WHAT THIS TASK INVOLVES
For each entry, return the text exactly and omit any image.

---*---

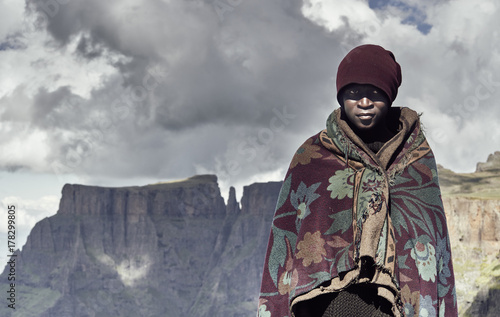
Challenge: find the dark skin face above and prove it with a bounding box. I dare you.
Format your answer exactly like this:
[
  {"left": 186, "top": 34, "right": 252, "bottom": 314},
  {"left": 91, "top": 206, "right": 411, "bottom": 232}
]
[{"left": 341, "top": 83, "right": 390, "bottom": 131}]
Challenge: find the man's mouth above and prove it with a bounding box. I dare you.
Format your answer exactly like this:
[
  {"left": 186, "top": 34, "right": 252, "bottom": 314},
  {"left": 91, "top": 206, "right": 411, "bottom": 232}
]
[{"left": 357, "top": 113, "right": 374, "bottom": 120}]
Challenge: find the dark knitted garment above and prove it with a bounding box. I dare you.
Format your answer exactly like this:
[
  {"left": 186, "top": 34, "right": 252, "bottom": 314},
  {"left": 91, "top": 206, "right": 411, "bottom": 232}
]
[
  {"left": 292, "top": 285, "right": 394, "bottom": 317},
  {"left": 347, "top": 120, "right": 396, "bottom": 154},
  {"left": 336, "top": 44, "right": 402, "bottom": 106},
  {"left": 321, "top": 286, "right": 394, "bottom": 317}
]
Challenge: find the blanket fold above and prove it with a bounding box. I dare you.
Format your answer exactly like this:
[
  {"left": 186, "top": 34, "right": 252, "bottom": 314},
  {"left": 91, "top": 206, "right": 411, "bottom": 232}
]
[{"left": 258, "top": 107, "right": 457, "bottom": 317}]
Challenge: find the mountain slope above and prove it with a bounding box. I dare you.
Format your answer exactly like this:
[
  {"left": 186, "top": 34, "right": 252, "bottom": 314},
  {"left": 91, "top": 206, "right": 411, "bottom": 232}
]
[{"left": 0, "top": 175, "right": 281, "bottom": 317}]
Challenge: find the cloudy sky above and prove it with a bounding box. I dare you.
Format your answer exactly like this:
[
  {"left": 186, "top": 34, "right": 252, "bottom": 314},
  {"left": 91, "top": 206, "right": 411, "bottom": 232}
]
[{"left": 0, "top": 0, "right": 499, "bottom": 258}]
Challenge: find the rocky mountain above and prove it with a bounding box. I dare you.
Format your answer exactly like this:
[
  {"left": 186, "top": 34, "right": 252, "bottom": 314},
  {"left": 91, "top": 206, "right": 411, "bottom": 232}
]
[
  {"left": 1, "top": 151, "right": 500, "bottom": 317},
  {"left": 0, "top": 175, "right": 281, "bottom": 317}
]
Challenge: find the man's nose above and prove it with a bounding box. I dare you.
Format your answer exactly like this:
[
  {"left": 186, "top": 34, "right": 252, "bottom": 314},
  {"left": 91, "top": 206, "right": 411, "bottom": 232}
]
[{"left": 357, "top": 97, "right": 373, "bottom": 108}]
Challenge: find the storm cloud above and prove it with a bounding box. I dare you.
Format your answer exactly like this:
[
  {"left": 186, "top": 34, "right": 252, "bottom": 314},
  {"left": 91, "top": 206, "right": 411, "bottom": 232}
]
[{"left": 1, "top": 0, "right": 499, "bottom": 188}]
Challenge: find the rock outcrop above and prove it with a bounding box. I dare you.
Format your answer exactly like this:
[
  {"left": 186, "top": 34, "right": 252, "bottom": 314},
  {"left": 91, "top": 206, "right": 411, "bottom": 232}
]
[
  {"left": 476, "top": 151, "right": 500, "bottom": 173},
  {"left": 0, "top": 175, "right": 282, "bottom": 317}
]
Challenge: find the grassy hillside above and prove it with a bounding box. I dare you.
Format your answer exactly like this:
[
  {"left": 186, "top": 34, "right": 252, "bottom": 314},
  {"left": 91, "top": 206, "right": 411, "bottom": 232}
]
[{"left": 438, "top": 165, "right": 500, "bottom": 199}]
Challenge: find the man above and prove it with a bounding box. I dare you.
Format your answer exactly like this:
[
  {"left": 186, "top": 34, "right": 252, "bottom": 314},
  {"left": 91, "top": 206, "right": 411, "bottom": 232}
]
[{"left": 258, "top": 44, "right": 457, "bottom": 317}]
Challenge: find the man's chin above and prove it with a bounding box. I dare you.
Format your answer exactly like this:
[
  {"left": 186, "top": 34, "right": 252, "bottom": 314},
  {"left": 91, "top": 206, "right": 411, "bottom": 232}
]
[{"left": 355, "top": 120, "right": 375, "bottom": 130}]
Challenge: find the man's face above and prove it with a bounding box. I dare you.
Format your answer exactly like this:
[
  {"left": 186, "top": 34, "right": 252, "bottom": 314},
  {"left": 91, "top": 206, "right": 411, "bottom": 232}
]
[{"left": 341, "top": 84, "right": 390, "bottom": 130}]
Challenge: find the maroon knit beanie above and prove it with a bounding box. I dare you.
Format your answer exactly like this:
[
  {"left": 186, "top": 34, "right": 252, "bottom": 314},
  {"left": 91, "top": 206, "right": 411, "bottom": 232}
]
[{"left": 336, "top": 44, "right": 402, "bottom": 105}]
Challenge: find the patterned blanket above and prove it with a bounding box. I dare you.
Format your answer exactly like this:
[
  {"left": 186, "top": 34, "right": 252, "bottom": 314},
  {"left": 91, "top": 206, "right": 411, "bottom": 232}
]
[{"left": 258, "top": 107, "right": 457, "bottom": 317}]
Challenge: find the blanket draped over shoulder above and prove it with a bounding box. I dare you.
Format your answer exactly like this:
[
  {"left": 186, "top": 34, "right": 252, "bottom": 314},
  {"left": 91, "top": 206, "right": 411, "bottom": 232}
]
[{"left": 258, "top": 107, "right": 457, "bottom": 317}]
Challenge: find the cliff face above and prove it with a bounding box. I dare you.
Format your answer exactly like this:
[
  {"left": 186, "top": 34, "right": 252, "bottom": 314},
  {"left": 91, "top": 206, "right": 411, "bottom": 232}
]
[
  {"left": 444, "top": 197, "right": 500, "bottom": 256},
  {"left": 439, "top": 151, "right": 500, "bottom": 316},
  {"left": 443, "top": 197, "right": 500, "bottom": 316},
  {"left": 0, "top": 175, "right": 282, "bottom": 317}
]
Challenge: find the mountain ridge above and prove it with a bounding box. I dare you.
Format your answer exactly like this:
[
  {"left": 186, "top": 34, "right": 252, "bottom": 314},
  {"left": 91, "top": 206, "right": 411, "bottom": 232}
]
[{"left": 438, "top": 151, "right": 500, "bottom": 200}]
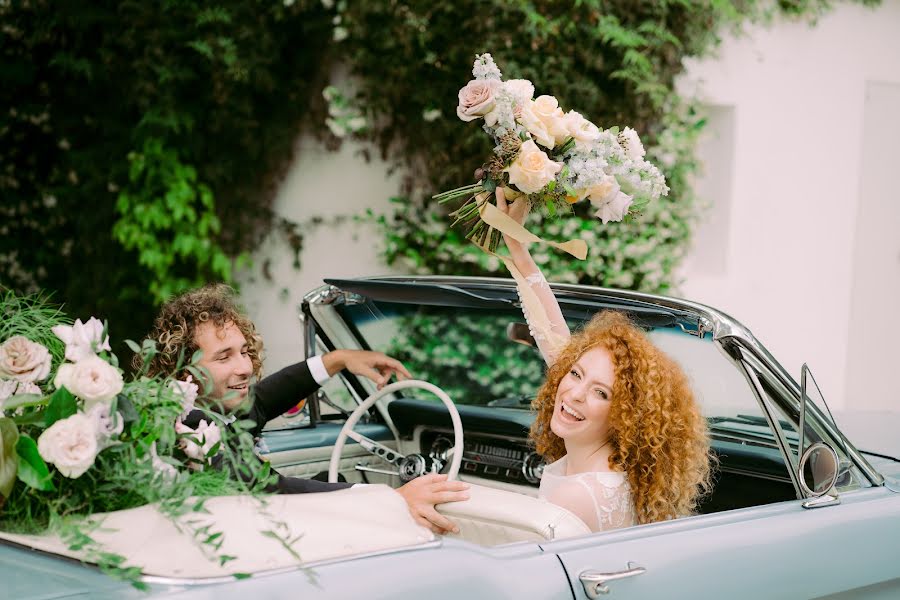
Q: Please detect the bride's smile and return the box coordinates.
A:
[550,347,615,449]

---*---

COMPLETED EXERCISE
Challenge: find the dark skin face above and prove it with a bounding box. I dare you.
Format your answer exactly like this:
[
  {"left": 186, "top": 34, "right": 252, "bottom": 314},
  {"left": 91, "top": 206, "right": 411, "bottom": 232}
]
[{"left": 341, "top": 83, "right": 390, "bottom": 131}]
Challenge: find the man's mouth above and prove it with a bounding box. I dare you.
Format your answer exactly like this:
[
  {"left": 186, "top": 34, "right": 252, "bottom": 314},
  {"left": 91, "top": 206, "right": 411, "bottom": 232}
]
[{"left": 357, "top": 113, "right": 374, "bottom": 120}]
Challenge: find the dark knitted garment above and prove it with a bounding box. I dare you.
Format your answer exactly like this:
[
  {"left": 186, "top": 34, "right": 252, "bottom": 314},
  {"left": 91, "top": 206, "right": 411, "bottom": 232}
]
[
  {"left": 292, "top": 285, "right": 394, "bottom": 317},
  {"left": 347, "top": 120, "right": 396, "bottom": 154},
  {"left": 336, "top": 44, "right": 402, "bottom": 106},
  {"left": 321, "top": 286, "right": 394, "bottom": 317}
]
Challenge: find the blanket fold above and prove it with a bounding box. I dare you.
Format your answer exactly like this:
[
  {"left": 186, "top": 34, "right": 252, "bottom": 314},
  {"left": 91, "top": 206, "right": 411, "bottom": 232}
]
[{"left": 258, "top": 107, "right": 457, "bottom": 317}]
Challenge: find the mountain slope above and prove it with a bounding box. I dare you.
Format your answer exactly like this:
[
  {"left": 186, "top": 34, "right": 252, "bottom": 314},
  {"left": 91, "top": 206, "right": 411, "bottom": 232}
]
[{"left": 0, "top": 175, "right": 281, "bottom": 317}]
Challenge: find the cloudy sky above and prove it with a bounding box. I dare you.
Format your answer exactly like this:
[
  {"left": 186, "top": 34, "right": 252, "bottom": 314},
  {"left": 91, "top": 206, "right": 411, "bottom": 232}
]
[{"left": 0, "top": 0, "right": 499, "bottom": 258}]
Challenge: find the rocky mountain above and prove it with a bounding box. I dare you.
Format your answer exactly like this:
[
  {"left": 186, "top": 34, "right": 252, "bottom": 314},
  {"left": 91, "top": 206, "right": 411, "bottom": 232}
]
[
  {"left": 1, "top": 151, "right": 500, "bottom": 317},
  {"left": 0, "top": 175, "right": 281, "bottom": 317}
]
Challenge: find the man's nose above and prove it with a bounding box. I dare you.
Format your answer exactly like this:
[
  {"left": 186, "top": 34, "right": 252, "bottom": 314},
  {"left": 91, "top": 206, "right": 411, "bottom": 232}
]
[{"left": 357, "top": 97, "right": 373, "bottom": 108}]
Challenge: find the storm cloud above and prove it with a bounding box. I dare you.
Format your answer exactly like this:
[
  {"left": 186, "top": 34, "right": 252, "bottom": 314},
  {"left": 91, "top": 206, "right": 411, "bottom": 232}
]
[{"left": 1, "top": 0, "right": 499, "bottom": 188}]
Challenge: find the rock outcrop above and prove it with a bounding box. I dare you.
Format your answer exactly like this:
[
  {"left": 186, "top": 34, "right": 252, "bottom": 314},
  {"left": 91, "top": 206, "right": 411, "bottom": 232}
]
[
  {"left": 476, "top": 151, "right": 500, "bottom": 173},
  {"left": 0, "top": 175, "right": 282, "bottom": 317}
]
Challenge: find the grassy hillside above and prove it with a bounding box. I dare you.
Format your answer exactly like this:
[
  {"left": 186, "top": 34, "right": 252, "bottom": 314},
  {"left": 91, "top": 206, "right": 411, "bottom": 232}
]
[{"left": 438, "top": 165, "right": 500, "bottom": 199}]
Challenge: find the man above and prove it with a bounding box. I dare you.
Format your answer exactly like this:
[
  {"left": 186, "top": 34, "right": 252, "bottom": 314},
  {"left": 91, "top": 206, "right": 411, "bottom": 232}
]
[{"left": 258, "top": 44, "right": 457, "bottom": 317}]
Challenge: find the man's chin above and prove it with a bounding box. I dare you.
Format your answer exactly like this:
[
  {"left": 186, "top": 34, "right": 252, "bottom": 314},
  {"left": 91, "top": 206, "right": 411, "bottom": 232}
]
[{"left": 355, "top": 120, "right": 375, "bottom": 130}]
Challenge: find the man's face above and prove it with a bounding box. I dare you.
Format your answer exactly like this:
[
  {"left": 186, "top": 34, "right": 252, "bottom": 314},
  {"left": 91, "top": 206, "right": 411, "bottom": 232}
]
[{"left": 341, "top": 84, "right": 390, "bottom": 130}]
Challenge: find the maroon knit beanie above and prove it with a bounding box. I dare you.
Format your answer exactly like this:
[
  {"left": 186, "top": 34, "right": 252, "bottom": 314},
  {"left": 91, "top": 206, "right": 411, "bottom": 232}
]
[{"left": 336, "top": 44, "right": 402, "bottom": 105}]
Challenge: find the patterned blanket above and prove it with a bounding box. I dare you.
Format your answer exactly like this:
[
  {"left": 186, "top": 34, "right": 252, "bottom": 314},
  {"left": 91, "top": 206, "right": 411, "bottom": 232}
]
[{"left": 258, "top": 107, "right": 457, "bottom": 317}]
Challenge: find the blanket draped over shoulder above and prove it with a bounding box. I dare you.
Format your answer exactly like this:
[
  {"left": 186, "top": 34, "right": 252, "bottom": 314},
  {"left": 91, "top": 206, "right": 411, "bottom": 232}
]
[{"left": 258, "top": 107, "right": 457, "bottom": 317}]
Challenge: find the cliff face above and prove it with a bounding box. I dare you.
Format your answer exactly like this:
[
  {"left": 186, "top": 34, "right": 252, "bottom": 314},
  {"left": 91, "top": 206, "right": 411, "bottom": 232}
]
[
  {"left": 444, "top": 197, "right": 500, "bottom": 256},
  {"left": 439, "top": 151, "right": 500, "bottom": 316},
  {"left": 443, "top": 197, "right": 500, "bottom": 316},
  {"left": 0, "top": 175, "right": 282, "bottom": 317}
]
Challenge: find the mountain ridge above and prove it with a bounding box. I dare you.
Format your answer exactly like this:
[
  {"left": 186, "top": 34, "right": 252, "bottom": 314},
  {"left": 91, "top": 206, "right": 411, "bottom": 232}
]
[{"left": 438, "top": 151, "right": 500, "bottom": 200}]
Q: Please detect the bride's smile and return the box coordinates.
A:
[550,347,615,449]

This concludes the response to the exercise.